» DOCUMENT SEGMENT
┄┄┄┄┄┄

Advantages and Experimental Procedure for Quantitative Abundance Profiling of the Microbiome in Plant Roots.
(A) The major limitation of the current root microbiome profiling technique based on relative abundance is the lack of a method for quantitatively assessing the microbial load per unit amount of plant root tissue.
(B) Three simulated root microbiomes associated with the same amounts of root tissue (upper panel) and the corresponding microbial profiling based on relative or quantitative abundance (lower panel). RA, relative abundance; QA, quantitative abundance, representing the copy-number ratio of microbial marker genes relative to plant genome.
(C) Bar plots showing a comparison of relative (left panel) versus quantitative (right panel) microbial profiling of simulated root microbiome samples in (B).

┄┄┄┄┄┄

» MATERIAL SUPPLIED
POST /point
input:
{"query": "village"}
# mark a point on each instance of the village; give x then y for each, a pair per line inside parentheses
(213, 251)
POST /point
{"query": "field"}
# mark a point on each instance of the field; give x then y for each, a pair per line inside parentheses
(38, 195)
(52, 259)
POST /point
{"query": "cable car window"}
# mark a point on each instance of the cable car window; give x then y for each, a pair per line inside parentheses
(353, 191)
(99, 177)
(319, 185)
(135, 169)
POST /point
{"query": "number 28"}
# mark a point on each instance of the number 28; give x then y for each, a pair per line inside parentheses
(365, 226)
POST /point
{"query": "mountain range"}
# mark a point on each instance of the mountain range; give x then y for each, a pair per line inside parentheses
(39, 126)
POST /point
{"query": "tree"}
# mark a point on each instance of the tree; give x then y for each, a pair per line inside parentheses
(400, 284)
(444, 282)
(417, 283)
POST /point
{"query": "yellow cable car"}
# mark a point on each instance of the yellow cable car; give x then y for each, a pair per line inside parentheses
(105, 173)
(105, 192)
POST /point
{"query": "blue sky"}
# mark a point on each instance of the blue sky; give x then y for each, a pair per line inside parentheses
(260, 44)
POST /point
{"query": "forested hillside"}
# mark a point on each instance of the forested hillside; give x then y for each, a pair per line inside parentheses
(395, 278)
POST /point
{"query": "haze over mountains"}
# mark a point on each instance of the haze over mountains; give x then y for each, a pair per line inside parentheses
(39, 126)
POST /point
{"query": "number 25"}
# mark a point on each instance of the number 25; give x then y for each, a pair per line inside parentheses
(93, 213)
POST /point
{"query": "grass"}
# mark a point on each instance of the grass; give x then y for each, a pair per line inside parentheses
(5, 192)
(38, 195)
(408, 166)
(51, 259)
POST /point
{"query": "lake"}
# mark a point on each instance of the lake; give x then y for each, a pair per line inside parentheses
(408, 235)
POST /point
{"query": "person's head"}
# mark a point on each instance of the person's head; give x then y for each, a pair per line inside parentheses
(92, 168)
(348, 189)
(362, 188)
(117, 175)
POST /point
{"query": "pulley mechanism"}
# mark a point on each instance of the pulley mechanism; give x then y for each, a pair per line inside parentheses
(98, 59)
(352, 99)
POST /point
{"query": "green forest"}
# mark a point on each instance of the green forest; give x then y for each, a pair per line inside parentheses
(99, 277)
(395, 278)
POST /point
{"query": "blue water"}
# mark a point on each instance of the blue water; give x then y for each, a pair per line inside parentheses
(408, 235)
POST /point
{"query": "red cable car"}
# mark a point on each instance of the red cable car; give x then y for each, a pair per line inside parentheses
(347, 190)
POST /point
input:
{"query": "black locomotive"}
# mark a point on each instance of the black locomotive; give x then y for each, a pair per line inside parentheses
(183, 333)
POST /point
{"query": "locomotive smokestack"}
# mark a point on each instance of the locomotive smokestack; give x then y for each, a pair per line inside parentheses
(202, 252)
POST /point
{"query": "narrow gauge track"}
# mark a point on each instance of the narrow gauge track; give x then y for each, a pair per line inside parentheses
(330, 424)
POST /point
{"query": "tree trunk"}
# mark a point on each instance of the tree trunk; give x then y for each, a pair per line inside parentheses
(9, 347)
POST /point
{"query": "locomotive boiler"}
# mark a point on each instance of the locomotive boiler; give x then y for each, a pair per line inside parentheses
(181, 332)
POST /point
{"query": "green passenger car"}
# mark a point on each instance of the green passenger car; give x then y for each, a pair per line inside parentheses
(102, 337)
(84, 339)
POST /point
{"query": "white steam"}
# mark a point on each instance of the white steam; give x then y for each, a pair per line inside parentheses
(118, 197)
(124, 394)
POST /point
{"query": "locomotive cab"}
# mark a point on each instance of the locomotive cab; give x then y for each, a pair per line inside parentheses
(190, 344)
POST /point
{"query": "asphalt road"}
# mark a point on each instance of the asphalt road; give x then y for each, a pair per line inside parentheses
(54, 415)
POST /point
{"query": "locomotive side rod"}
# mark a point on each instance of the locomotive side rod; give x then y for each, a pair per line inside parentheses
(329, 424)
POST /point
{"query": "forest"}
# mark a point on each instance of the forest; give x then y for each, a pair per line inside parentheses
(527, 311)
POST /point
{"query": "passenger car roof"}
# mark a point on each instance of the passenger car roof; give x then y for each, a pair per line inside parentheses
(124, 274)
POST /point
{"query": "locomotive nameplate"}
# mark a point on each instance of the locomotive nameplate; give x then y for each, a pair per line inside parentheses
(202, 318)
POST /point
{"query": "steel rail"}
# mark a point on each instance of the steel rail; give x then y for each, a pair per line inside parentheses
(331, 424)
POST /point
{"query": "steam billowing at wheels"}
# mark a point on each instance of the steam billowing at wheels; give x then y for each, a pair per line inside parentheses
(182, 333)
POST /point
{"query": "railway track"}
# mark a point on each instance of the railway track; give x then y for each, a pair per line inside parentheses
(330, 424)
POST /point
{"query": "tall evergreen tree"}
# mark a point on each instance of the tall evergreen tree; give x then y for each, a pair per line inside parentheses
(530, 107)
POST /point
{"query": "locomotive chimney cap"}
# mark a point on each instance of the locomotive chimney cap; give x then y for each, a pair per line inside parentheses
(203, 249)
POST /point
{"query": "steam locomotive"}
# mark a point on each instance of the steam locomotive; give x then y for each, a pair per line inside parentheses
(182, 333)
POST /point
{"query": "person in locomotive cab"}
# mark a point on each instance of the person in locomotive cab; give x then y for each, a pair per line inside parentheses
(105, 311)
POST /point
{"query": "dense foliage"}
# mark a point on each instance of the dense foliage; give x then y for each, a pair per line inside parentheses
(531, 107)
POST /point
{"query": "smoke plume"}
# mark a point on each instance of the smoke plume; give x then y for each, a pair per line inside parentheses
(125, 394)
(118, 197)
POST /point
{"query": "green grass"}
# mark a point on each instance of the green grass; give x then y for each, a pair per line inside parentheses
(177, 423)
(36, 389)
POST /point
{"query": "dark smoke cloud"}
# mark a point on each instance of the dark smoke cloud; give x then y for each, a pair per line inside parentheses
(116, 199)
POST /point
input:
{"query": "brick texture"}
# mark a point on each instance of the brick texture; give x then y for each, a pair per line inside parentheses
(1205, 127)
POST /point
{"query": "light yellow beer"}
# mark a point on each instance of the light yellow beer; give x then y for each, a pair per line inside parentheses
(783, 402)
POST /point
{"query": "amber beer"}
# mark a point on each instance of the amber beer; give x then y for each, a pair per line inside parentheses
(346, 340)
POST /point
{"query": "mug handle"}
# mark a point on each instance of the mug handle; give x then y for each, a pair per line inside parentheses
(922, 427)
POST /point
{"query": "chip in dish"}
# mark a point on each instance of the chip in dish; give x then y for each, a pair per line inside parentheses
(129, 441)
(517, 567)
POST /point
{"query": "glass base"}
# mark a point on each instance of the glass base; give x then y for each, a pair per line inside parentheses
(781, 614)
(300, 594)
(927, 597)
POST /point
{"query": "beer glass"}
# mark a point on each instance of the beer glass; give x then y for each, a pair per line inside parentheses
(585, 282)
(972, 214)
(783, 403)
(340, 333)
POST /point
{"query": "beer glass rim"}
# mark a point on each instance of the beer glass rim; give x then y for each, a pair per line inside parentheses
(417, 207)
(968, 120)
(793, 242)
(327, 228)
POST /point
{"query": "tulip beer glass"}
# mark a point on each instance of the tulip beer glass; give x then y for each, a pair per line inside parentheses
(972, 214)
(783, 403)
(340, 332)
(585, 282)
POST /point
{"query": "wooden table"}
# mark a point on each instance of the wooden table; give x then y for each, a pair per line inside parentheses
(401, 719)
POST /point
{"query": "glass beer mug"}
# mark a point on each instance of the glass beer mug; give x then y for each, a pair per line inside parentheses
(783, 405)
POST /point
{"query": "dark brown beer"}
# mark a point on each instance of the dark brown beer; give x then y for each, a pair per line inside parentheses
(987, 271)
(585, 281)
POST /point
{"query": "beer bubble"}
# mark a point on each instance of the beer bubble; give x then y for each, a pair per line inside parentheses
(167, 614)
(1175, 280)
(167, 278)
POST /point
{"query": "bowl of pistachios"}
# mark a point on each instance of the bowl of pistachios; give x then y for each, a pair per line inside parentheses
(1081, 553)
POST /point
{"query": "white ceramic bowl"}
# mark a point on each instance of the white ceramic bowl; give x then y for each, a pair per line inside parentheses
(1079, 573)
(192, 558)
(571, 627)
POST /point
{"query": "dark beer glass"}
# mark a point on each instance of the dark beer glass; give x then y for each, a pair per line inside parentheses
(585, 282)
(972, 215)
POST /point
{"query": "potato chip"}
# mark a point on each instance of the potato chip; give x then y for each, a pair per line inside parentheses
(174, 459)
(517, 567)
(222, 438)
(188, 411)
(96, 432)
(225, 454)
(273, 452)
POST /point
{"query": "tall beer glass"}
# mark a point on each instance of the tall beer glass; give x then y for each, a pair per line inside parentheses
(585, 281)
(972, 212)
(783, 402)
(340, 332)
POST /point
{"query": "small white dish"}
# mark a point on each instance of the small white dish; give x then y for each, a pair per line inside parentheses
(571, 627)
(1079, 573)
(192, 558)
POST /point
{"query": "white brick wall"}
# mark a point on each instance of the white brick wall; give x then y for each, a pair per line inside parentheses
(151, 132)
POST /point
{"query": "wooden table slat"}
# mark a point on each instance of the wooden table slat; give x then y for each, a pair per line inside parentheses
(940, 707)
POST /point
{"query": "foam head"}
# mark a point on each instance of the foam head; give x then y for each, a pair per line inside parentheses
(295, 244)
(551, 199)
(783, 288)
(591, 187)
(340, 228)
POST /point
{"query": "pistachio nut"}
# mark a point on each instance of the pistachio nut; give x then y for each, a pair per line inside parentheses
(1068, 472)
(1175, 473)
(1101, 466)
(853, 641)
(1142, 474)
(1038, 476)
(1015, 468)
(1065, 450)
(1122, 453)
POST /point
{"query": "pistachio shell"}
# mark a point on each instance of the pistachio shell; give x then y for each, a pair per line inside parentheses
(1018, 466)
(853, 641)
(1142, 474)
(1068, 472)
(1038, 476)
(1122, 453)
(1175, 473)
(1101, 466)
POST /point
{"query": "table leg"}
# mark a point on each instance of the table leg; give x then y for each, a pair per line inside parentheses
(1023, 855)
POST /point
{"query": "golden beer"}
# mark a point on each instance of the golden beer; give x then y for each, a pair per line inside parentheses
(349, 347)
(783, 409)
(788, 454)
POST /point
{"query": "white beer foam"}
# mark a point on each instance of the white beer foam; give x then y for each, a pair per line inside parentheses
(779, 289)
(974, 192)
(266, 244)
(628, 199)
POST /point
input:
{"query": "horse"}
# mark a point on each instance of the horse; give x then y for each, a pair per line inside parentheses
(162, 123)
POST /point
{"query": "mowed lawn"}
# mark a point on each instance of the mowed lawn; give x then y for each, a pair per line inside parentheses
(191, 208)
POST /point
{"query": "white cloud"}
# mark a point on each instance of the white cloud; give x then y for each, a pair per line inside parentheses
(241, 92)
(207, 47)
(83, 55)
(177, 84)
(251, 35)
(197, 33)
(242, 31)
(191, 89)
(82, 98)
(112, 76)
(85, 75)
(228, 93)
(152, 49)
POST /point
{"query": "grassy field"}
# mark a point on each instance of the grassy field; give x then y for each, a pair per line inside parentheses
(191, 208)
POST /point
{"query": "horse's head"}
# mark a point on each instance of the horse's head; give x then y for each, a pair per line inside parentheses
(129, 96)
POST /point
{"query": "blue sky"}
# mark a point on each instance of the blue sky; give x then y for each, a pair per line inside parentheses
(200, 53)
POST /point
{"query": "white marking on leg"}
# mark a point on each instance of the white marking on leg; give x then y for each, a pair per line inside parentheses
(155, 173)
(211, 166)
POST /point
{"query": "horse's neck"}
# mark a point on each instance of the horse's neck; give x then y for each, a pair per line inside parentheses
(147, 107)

┄┄┄┄┄┄

» AIM OF THE EXERCISE
Continue the figure caption on quantitative abundance profiling of the plant root microbiome, beginning after its description of panel (C).

» ANSWER AREA
(D) Schematic diagram showing the workflow of HA-QAP. (1) The artificial plasmid is designed and constructed as a spike-in control, containing conserved 16S rRNA, ITS primer regions (799F/1193R and ITS1F/ITS2), and a plant-specific gene sequence (the RID1 gene in this study). (2) DNA is extracted from the root microbiome, including plants and microbes. (3) A selected plant marker gene found in the total DNA is quantified by qPCR; this value is used to calibrate microbial relative abundance to quantitative abundance in step (7). (4) The predefined amount of spike-in plasmid is added to the DNA of root microbiome samples based on experience. (5 and 6) PCR amplicon libraries (bacteria and fungi, respectively) are prepared, sequenced (5), and analyzed (6). (7) The bacterial and fungal reads are calibrated based on the read counts of the spike-in and the amount of the plant marker gene quantified by qPCR in step (3) to determine the quantitative abundance relative to the host plant tissue.